[Provided entries]
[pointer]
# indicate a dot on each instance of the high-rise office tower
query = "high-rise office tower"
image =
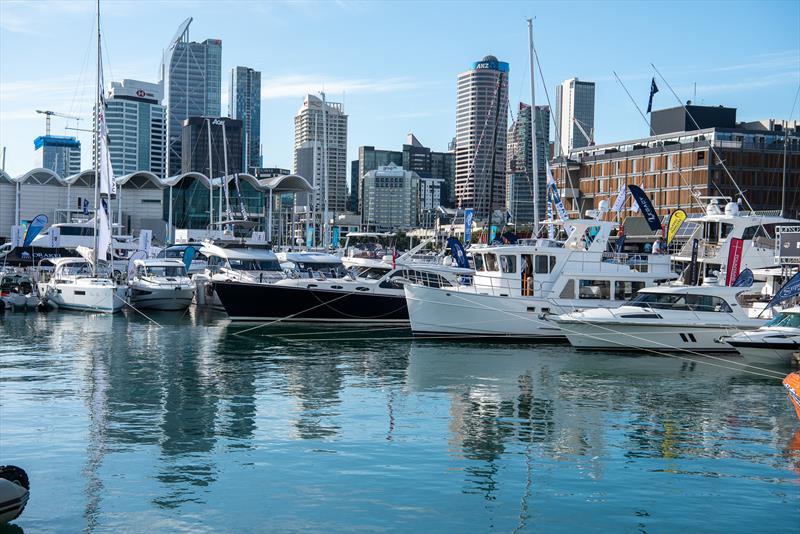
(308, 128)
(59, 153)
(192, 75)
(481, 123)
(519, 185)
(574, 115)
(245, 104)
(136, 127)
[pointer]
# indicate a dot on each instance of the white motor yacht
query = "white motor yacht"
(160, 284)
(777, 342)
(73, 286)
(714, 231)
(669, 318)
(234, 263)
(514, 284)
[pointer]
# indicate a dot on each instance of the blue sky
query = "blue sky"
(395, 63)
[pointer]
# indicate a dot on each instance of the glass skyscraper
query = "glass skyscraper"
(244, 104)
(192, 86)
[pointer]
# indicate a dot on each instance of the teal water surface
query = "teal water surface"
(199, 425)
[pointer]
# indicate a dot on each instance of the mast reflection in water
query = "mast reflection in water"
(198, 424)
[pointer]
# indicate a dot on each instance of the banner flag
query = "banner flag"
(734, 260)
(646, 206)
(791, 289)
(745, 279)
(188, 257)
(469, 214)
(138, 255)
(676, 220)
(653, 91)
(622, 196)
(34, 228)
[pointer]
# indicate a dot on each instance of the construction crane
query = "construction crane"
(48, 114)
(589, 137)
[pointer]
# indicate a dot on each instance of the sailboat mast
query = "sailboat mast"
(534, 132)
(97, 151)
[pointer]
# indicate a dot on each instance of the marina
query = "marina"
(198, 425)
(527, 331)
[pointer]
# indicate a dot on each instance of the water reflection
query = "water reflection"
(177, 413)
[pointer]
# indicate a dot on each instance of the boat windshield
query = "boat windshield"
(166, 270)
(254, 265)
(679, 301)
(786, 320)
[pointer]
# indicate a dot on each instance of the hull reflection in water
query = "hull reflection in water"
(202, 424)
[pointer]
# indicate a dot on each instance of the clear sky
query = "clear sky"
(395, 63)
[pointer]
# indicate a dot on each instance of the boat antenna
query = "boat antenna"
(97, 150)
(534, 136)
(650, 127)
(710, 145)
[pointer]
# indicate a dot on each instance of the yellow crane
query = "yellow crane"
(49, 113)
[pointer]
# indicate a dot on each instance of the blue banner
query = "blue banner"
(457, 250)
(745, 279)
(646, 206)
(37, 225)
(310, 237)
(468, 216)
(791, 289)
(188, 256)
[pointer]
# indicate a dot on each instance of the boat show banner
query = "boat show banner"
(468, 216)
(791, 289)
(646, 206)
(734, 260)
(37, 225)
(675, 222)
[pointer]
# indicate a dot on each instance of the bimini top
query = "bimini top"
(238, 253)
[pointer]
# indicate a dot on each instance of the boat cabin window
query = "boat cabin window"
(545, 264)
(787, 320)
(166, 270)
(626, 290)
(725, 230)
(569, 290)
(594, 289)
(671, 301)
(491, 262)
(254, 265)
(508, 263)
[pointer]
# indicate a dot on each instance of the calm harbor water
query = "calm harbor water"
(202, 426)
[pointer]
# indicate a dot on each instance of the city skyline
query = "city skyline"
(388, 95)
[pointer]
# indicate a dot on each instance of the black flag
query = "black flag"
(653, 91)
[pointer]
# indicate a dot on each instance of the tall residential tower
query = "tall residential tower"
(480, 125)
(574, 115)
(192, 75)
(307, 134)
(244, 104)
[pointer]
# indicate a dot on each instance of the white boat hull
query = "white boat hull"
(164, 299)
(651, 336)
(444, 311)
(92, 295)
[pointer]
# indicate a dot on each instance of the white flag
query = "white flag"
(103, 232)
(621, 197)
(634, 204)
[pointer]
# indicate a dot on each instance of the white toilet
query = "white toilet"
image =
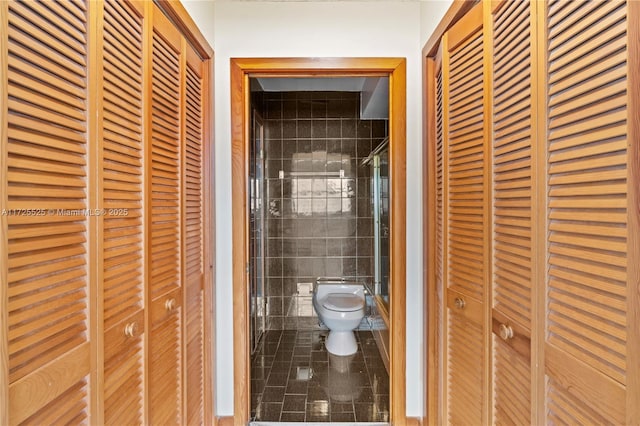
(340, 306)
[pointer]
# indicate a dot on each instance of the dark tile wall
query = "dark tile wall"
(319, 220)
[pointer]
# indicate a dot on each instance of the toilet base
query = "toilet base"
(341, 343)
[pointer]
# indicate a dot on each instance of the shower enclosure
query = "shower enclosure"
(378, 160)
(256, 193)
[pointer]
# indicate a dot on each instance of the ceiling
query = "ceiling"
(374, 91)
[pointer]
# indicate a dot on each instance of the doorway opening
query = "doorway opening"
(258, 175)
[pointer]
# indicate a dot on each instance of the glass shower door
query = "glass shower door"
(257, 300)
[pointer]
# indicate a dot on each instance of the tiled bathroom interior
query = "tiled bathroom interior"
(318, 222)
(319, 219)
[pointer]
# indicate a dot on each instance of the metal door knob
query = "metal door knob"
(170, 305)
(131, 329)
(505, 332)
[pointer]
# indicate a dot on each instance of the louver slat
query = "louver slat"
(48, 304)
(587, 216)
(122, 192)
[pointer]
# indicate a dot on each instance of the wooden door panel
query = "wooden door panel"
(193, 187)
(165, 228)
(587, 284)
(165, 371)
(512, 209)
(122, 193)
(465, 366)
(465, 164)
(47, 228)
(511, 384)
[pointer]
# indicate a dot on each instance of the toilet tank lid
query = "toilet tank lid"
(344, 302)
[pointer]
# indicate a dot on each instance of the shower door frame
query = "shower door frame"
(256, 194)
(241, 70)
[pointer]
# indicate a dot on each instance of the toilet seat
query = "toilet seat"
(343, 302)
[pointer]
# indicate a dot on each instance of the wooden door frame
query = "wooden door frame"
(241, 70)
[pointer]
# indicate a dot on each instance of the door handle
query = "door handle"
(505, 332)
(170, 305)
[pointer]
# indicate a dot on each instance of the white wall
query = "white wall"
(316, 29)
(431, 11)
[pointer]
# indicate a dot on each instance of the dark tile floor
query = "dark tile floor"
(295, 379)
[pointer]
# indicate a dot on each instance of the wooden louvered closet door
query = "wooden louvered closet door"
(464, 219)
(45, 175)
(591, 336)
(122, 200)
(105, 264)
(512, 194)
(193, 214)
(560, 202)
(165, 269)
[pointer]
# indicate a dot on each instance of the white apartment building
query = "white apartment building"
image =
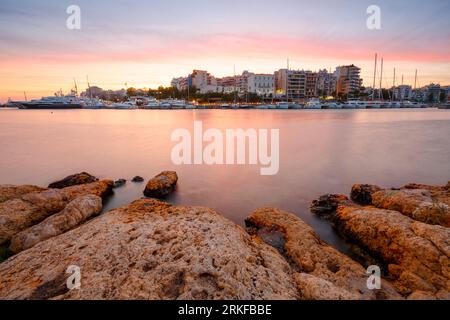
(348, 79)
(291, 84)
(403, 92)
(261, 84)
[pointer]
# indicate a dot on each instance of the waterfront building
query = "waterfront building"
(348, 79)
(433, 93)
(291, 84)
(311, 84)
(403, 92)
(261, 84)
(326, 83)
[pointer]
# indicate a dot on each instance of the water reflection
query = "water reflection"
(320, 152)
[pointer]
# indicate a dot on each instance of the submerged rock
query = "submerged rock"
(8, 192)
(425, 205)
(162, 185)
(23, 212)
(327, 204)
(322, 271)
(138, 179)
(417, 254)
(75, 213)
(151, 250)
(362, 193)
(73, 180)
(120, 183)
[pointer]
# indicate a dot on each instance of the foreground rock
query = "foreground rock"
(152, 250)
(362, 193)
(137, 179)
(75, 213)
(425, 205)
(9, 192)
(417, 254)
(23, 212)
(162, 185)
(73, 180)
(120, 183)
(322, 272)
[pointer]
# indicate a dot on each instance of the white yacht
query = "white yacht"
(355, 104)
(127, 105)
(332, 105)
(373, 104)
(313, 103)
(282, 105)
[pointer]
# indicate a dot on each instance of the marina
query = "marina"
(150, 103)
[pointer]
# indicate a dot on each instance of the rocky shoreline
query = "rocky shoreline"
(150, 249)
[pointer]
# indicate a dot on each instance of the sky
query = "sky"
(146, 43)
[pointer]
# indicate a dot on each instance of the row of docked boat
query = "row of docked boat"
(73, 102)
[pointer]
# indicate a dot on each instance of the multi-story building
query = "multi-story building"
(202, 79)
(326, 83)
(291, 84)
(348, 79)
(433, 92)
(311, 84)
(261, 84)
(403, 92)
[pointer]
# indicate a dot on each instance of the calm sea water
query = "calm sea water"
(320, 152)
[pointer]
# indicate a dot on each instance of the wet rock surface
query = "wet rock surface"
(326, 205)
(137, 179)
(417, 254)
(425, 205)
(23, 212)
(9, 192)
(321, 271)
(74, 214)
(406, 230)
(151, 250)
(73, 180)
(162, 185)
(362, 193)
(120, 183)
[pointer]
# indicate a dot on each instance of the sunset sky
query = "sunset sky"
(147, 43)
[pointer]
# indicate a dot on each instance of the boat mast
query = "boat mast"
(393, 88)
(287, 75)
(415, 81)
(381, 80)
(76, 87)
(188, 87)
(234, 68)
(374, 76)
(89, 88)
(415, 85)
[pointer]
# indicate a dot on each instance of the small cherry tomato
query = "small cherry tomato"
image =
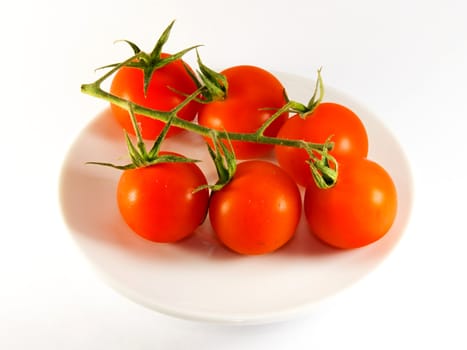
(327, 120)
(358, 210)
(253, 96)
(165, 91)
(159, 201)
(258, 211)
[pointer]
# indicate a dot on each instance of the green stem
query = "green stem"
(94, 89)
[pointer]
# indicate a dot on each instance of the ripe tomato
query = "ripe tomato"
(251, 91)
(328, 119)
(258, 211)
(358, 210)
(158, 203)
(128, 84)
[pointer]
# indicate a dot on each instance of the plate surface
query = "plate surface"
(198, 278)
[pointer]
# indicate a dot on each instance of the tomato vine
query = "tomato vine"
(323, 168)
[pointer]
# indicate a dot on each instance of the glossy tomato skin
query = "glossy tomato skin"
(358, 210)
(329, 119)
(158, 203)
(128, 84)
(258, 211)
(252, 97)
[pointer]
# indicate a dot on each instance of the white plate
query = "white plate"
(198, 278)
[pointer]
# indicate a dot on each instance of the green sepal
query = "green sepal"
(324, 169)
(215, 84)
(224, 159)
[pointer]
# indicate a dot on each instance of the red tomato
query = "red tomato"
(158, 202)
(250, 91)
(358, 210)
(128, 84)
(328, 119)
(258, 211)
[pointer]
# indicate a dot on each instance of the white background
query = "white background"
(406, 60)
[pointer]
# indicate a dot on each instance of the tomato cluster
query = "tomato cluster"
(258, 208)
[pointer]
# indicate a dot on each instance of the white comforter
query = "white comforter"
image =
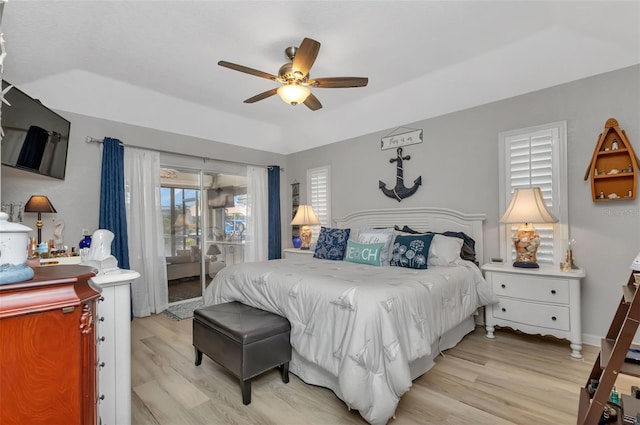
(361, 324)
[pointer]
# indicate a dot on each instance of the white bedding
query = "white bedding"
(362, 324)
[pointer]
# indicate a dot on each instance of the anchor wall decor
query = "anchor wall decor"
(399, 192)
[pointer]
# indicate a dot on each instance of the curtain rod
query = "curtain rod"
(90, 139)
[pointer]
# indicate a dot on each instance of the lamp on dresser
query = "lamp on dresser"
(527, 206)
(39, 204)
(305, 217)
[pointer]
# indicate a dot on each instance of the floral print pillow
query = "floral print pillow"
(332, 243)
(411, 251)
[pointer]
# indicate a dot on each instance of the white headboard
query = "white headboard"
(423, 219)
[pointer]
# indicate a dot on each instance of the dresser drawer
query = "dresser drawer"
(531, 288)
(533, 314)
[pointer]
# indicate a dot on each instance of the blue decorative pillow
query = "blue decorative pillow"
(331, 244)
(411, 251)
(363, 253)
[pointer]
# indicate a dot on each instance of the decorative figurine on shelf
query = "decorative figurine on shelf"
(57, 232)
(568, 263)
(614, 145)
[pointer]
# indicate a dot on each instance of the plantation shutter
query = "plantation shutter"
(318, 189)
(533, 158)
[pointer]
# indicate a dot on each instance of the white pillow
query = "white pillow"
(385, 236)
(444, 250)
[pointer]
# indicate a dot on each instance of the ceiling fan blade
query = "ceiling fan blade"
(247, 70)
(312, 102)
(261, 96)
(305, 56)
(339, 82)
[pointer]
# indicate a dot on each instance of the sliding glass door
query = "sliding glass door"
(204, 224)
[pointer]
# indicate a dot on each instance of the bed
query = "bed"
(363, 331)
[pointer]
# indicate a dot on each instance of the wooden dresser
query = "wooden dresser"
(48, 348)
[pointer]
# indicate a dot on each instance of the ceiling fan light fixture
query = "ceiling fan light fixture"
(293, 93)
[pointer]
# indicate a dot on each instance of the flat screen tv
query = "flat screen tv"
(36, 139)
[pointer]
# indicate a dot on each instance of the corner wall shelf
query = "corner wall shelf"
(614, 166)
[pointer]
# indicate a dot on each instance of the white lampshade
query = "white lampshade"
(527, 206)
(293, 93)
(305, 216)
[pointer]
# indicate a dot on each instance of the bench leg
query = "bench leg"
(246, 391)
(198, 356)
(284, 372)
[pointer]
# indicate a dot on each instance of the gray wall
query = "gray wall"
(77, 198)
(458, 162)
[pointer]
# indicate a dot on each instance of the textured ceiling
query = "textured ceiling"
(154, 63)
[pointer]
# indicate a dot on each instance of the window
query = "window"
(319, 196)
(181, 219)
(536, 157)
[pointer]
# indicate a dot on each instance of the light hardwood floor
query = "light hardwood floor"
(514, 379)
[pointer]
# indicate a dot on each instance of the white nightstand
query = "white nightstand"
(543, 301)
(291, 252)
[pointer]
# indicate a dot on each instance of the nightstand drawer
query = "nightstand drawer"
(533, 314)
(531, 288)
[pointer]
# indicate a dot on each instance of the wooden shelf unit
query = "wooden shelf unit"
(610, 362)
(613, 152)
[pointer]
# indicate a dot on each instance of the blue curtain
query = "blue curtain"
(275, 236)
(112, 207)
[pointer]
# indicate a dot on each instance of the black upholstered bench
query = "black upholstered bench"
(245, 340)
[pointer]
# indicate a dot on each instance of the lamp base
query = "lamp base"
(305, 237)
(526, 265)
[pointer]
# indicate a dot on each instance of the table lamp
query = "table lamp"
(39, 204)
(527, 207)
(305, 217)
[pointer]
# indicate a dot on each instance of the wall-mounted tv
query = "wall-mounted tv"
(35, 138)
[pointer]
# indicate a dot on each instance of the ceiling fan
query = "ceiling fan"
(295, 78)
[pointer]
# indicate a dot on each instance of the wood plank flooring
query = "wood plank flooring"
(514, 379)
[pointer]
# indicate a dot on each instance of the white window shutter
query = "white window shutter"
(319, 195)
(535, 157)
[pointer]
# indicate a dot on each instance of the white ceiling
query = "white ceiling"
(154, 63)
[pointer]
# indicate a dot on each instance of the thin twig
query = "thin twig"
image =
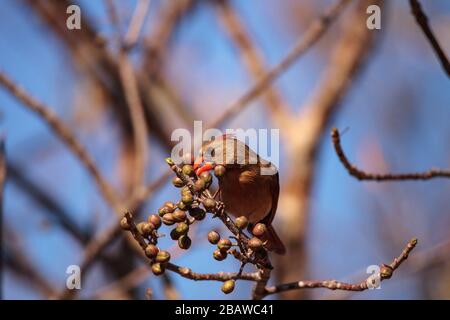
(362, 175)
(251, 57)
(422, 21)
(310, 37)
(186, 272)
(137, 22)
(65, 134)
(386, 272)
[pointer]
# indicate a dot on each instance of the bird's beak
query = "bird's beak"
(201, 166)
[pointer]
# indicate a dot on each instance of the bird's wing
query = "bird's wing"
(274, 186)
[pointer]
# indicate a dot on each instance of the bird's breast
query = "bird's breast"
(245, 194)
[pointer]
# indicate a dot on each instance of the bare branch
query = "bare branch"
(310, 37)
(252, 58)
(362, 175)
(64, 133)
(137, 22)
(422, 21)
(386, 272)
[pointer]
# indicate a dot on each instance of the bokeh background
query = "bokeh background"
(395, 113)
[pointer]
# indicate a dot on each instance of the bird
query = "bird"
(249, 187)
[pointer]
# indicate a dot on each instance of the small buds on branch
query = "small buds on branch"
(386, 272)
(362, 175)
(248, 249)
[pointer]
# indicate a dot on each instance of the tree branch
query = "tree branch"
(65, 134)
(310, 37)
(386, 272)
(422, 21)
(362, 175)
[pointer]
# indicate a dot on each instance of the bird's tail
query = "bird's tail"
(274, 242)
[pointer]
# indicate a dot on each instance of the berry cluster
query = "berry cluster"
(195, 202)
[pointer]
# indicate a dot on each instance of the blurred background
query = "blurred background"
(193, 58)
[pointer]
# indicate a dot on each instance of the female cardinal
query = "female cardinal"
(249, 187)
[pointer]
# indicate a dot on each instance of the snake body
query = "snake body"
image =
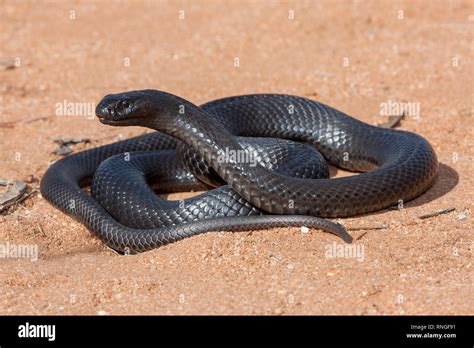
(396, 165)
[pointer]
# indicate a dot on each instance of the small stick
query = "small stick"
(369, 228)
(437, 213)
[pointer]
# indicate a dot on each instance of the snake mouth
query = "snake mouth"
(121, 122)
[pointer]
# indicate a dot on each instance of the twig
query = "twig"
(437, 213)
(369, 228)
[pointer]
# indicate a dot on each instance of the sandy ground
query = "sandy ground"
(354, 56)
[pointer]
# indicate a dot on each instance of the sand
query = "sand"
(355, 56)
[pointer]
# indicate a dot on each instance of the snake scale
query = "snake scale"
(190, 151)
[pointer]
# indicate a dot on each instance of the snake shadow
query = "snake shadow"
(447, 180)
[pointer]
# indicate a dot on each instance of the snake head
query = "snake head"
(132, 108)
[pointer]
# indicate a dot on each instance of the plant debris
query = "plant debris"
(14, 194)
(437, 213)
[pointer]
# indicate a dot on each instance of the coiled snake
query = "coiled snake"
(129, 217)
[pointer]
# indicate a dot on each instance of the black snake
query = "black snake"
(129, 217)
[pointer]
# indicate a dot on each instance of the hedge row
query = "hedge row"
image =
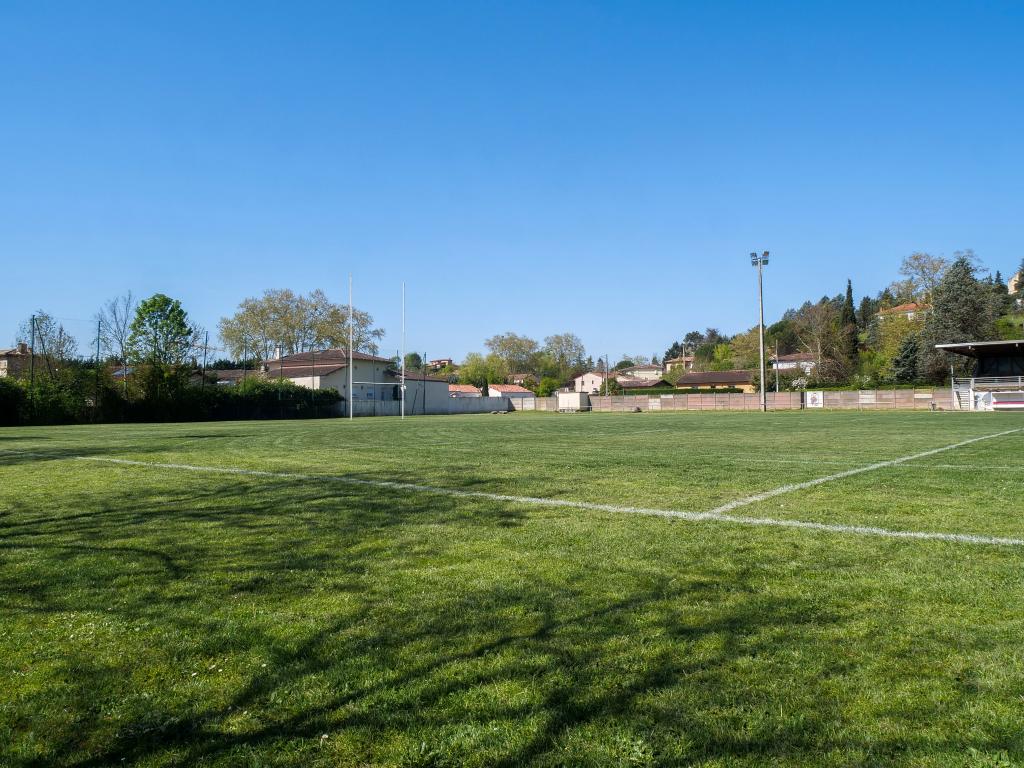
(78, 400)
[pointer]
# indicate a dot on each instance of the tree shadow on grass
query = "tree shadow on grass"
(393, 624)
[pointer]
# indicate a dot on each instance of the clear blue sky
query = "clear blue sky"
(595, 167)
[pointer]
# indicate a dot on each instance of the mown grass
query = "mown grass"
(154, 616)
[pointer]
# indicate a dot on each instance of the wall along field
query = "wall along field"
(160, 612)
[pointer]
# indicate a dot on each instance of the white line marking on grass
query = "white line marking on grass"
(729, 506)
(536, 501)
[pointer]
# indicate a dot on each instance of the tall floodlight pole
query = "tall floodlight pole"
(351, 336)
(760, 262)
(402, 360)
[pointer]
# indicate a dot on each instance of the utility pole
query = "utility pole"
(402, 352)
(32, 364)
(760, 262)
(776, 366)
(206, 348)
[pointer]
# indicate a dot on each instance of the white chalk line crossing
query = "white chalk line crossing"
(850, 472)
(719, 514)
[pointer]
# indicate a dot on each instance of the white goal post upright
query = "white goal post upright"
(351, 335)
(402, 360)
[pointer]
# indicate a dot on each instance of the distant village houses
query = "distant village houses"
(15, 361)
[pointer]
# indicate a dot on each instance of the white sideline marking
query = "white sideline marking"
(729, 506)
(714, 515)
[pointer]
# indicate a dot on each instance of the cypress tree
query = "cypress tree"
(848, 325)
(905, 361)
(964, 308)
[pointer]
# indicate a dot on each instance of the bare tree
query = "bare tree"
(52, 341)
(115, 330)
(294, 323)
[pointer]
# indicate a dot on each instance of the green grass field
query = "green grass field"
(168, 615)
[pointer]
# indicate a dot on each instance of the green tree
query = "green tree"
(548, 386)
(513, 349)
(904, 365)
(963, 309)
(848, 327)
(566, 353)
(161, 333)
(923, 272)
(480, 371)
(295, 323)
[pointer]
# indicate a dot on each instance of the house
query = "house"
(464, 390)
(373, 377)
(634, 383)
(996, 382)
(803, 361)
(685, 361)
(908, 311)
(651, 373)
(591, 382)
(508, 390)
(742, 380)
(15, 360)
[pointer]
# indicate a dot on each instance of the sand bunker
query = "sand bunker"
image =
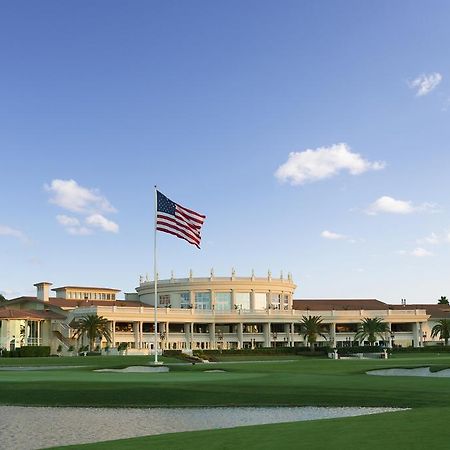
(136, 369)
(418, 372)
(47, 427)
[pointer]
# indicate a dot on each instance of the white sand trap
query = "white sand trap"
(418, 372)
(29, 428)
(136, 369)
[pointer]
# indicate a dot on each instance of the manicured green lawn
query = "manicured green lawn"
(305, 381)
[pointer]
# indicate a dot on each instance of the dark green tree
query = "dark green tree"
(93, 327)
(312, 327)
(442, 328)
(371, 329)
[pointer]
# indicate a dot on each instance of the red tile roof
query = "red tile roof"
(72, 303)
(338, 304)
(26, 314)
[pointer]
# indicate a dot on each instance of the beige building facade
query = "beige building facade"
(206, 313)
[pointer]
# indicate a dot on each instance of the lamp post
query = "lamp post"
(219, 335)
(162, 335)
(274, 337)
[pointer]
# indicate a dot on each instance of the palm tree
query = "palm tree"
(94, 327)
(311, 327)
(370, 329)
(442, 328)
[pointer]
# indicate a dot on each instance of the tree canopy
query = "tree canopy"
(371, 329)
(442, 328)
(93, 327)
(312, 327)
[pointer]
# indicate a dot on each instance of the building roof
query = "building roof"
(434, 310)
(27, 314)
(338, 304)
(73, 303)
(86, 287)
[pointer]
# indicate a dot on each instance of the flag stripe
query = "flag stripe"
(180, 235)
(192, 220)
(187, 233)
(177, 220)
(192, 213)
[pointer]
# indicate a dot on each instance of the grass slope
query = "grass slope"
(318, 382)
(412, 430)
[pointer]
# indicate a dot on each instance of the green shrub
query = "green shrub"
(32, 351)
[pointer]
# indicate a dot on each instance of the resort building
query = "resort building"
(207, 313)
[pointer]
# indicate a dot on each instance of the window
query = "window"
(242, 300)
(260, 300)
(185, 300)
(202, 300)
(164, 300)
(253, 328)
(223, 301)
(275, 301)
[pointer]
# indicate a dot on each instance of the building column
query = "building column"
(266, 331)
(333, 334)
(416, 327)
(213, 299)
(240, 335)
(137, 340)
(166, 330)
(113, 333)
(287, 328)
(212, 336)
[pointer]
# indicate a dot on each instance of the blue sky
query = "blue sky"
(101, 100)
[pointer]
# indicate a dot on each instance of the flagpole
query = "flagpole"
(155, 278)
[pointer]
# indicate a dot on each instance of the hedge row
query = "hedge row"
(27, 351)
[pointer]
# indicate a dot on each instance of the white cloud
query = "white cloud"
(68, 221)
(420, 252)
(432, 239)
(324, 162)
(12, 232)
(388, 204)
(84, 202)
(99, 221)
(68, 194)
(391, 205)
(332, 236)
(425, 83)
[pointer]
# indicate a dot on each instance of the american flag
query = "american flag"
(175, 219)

[Task to complete] Scan the entries above for the word "high", then copy every line in which it occurs.

[Written solution]
# indicate a dot on each instance of the high-rise office tower
query = "high-rise office tower"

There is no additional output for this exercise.